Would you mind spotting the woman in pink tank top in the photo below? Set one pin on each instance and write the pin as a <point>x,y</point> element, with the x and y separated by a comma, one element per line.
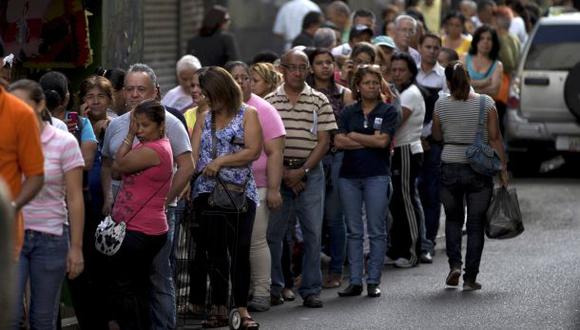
<point>147,170</point>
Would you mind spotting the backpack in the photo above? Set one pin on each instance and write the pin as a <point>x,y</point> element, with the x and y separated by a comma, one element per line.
<point>481,156</point>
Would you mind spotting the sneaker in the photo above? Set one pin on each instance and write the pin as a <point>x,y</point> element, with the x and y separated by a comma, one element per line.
<point>312,301</point>
<point>259,304</point>
<point>388,261</point>
<point>453,277</point>
<point>288,294</point>
<point>276,300</point>
<point>403,263</point>
<point>471,286</point>
<point>426,258</point>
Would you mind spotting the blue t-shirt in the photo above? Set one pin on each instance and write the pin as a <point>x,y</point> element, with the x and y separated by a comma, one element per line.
<point>87,132</point>
<point>368,162</point>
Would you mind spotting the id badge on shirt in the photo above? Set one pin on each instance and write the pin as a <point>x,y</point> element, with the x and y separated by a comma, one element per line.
<point>378,123</point>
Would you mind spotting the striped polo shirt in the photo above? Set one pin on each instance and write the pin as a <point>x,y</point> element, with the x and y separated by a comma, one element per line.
<point>47,212</point>
<point>459,121</point>
<point>311,113</point>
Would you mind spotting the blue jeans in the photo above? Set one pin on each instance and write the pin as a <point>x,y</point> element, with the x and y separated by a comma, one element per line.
<point>163,309</point>
<point>458,183</point>
<point>429,187</point>
<point>374,193</point>
<point>43,261</point>
<point>333,214</point>
<point>308,208</point>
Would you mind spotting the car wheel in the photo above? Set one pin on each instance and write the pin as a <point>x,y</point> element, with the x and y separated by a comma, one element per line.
<point>572,91</point>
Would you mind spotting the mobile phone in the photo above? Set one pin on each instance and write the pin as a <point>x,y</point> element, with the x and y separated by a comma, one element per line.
<point>72,117</point>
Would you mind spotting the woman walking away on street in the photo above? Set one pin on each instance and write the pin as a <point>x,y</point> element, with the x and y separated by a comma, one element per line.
<point>226,140</point>
<point>406,209</point>
<point>49,250</point>
<point>455,122</point>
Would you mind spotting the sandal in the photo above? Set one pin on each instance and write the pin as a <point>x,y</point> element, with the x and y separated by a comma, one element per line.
<point>249,323</point>
<point>217,318</point>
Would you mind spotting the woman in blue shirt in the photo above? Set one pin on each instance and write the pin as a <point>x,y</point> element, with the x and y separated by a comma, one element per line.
<point>365,132</point>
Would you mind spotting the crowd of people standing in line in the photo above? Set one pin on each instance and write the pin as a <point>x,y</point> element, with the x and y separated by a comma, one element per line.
<point>346,151</point>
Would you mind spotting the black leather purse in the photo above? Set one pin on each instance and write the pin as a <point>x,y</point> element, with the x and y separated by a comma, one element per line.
<point>226,195</point>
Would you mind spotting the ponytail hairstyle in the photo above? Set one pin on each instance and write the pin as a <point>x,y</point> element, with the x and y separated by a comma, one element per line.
<point>458,80</point>
<point>55,87</point>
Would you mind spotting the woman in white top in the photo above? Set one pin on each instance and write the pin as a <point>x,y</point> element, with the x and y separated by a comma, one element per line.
<point>405,247</point>
<point>48,253</point>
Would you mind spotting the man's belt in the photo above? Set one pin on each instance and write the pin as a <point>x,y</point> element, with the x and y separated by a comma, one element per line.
<point>294,163</point>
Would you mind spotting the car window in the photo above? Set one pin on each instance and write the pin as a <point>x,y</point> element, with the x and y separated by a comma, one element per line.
<point>554,47</point>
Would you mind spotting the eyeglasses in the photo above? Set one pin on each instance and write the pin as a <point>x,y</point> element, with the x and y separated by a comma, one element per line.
<point>294,68</point>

++++++++++

* [What needs to be done] Output the data exactly as it is, with the pictures dropped.

* [Worked solution]
Would you mind spotting the woman in pink tank top in the photo below? Set one pin on each instance and write the pin as a <point>x,y</point> element, with the x and y separated by a comma, one element per line.
<point>147,170</point>
Would you mind spotting the backpack in the photo above? Set one pin on each instance and write the pin as a <point>x,y</point> element, with the x and y separated by a comma, one element per line.
<point>481,156</point>
Would you mind spotting the sneaker in the photo above? Set one pin on each instance and write the pin as a <point>x,y</point> element, with the x and y separated by a comma, one element per line.
<point>312,301</point>
<point>259,304</point>
<point>388,261</point>
<point>453,277</point>
<point>288,294</point>
<point>276,300</point>
<point>403,263</point>
<point>471,286</point>
<point>426,258</point>
Would you mind spotting the blue t-shirt in the photo above? Set one pin on each instance and write the pin as a <point>x,y</point> element, with the x and y separated by a comma, one element per line.
<point>87,132</point>
<point>368,162</point>
Would you mind spotting the id badge on shirt in the photo above? Set one pin on each instance and write the pin as a <point>x,y</point> element, with the x and y separated by a comma, one element per line.
<point>378,123</point>
Would you mind spotting the striped polo shirt in the photo above? Set one pin on each instance and write the pin as a <point>x,y</point> element, with the x and y separated by a comma, one element per line.
<point>47,212</point>
<point>459,121</point>
<point>311,113</point>
Would you mind spotting the blue jeans in the photo above? Set one pin on each instance and write the pin as a <point>x,y</point> element, with the x and y separated by a comma, one element per line.
<point>163,309</point>
<point>458,183</point>
<point>429,187</point>
<point>374,193</point>
<point>43,261</point>
<point>333,214</point>
<point>308,208</point>
Would you mind spotting the car wheel in the photo above? Set one pin on each instance and write the pin as a <point>x,y</point> element, with the x and y separated by a comma, one element per line.
<point>572,91</point>
Would you mind spotting the mobile phone in the photo above? Set one pin on each instance and write the pin as a <point>x,y</point> element, with the x and y separated by a comma, one element per line.
<point>72,117</point>
Would you mind spotting the woman walking away on street in the photo above? Set one pin on each instance and write the pin as a <point>x,y</point> element, with the x and y separated by a comma, one element per line.
<point>226,140</point>
<point>406,209</point>
<point>49,250</point>
<point>455,122</point>
Would you mind spotting the sandal in the photo above? Set one pin on each instance and write the pin as a <point>x,y</point> element, with the x and y separated by a comma, one element per line.
<point>249,323</point>
<point>217,318</point>
Would you mind spotting the woman in blue shirt in the photo above? Set one pin on each instance and write the pin as a <point>x,y</point> element, with the x and y separated by a comma, one element per line.
<point>365,132</point>
Would you mind spotting the crowd of people standing in line in the photo above? Set one pin on each instance and write the pin as a <point>x,y</point> element, with the x and y separated by a comma, one element per line.
<point>346,151</point>
Would you mind spotting the black leather purse in the photo above? Set one pin on each instance and write the pin as a <point>x,y</point> element, with the x and y separated by a comma, one element per line.
<point>226,195</point>
Would you mind spotting the ponytail hairstyle in the photo above? Set one pin on each instance and write the pin as a <point>x,y</point> element, with the x and y separated by a comma, one element per line.
<point>458,80</point>
<point>55,87</point>
Would you mind spotting the woman in white top in the photo above? Set one pin on each instance and write the pin as a <point>x,y</point> element, with the x and y separated by a comma, one element per line.
<point>405,247</point>
<point>48,253</point>
Would you mind spotting the man's belt in the photo above? Set one pin on each instance and write the pin as a <point>x,y</point> element, with the x and y separated by a comma, one element per line.
<point>294,163</point>
Would you mind spotting the car window in the photo above? Set one pin on each instance and write the pin as a <point>x,y</point> element, with the x and y separated by a comma, one element per line.
<point>554,47</point>
Would you mind spotting the eyeglasses in the photo above? Set one pin on each instance and write the pin as a <point>x,y</point> element, with the x and y separated by a comma, one element per line.
<point>294,68</point>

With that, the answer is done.